### SUPPLIED TEXT
* begin *

Bug 3356 – Make pure functions require immutable parameters

Status
RESOLVED
Resolution
FIXED
Severity
enhancement
Priority
P2
Component
dmd
Product
D
Version
D2
Platform
All
OS
All
Creation time
2009-10-01T07:39:00Z
Last change time
2015-06-09T05:13:44Z
Keywords
spec
Assigned to
nobody
Creator
dfj1esp02

Comments

Comment #0 by dfj1esp02 — 2009-10-01T07:39:29Z
Illustration: --- int foo(const int[] bar) pure { return bar[1]; } void goo() { int[2] a; a[1]=1; foo(a); a[1]=2; foo(a); } --- 1. This doesn't affect functions with value type parameters. 2. When a function takes a reference type parameter, the chanses are slim, that the return value doesn't depend on the referenced data. So the referenced data must be immutable. 3. This doesn't require complex flow analysis, only a formal function signature check. 4. (??) Replace immutability of explicit pointer type with constness, since even if the referenced data is immutable, the code doesn't know, where the immutable data ends and can access subsequent possibly mutating data. This will instantly make any function, taking a pointer, impure. This should not apply to objects and byref data.
Comment #1 by clugdbug — 2009-10-01T08:09:24Z
(In reply to comment #0) > 2. When a function takes a reference type parameter, the chanses are slim, that > the return value doesn't depend on the referenced data. Yes. > So the referenced data must be immutable. That conclusion does not follow. I don't think you're seeing all of the benefits of 'pure'. Consider foo(a) + foo(a). This can be changed into 2*foo(a), even though a is not immutable. It is true that in the case where all parameters are immutable, additional optimisations (such as caching) can be performed. But there's more to pure than that. > 4. (??) Replace immutability of explicit pointer type with constness, since > even if the referenced data is immutable, the code doesn't know, where the > immutable data ends and can access subsequent possibly mutating data. This will > instantly make any function, taking a pointer, impure. This should not apply to > objects and byref data. That's a memory integrity issue, not a purity issue. That could only happen in an unsafe module. You are asking for a feature to be removed from the language, but I'm not really sure why.

* end *

### DATA SECTION
* begin *

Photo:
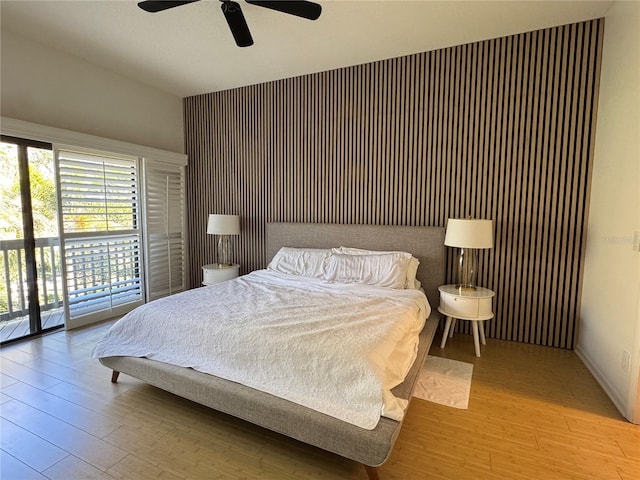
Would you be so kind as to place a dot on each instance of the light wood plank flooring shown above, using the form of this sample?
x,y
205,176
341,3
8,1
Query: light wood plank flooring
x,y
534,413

* end *
* begin *

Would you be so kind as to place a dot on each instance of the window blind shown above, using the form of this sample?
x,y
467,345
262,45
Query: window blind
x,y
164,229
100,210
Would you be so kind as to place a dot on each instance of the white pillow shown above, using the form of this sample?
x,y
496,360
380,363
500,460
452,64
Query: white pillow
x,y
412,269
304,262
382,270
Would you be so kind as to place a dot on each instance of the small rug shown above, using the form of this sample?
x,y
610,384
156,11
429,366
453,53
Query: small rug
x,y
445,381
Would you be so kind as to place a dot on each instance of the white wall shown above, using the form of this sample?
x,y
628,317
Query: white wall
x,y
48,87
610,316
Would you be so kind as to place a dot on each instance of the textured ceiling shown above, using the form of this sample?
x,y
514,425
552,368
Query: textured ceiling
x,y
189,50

* end *

### INSTRUCTION
Please sum up the bug report above in two sentences.

### IN RESPONSE
Bug report 3356 proposes that pure functions in D be required to take immutable parameters, on the grounds that a function taking a reference type parameter likely returns a value that depends on the referenced data, and that this needs only a check of the function signature. In reply, clugdbug argues that the conclusion does not follow, because purity still lets foo(a) + foo(a) become 2*foo(a) when a is not immutable, and calls the pointer concern a memory integrity issue rather than a purity issue.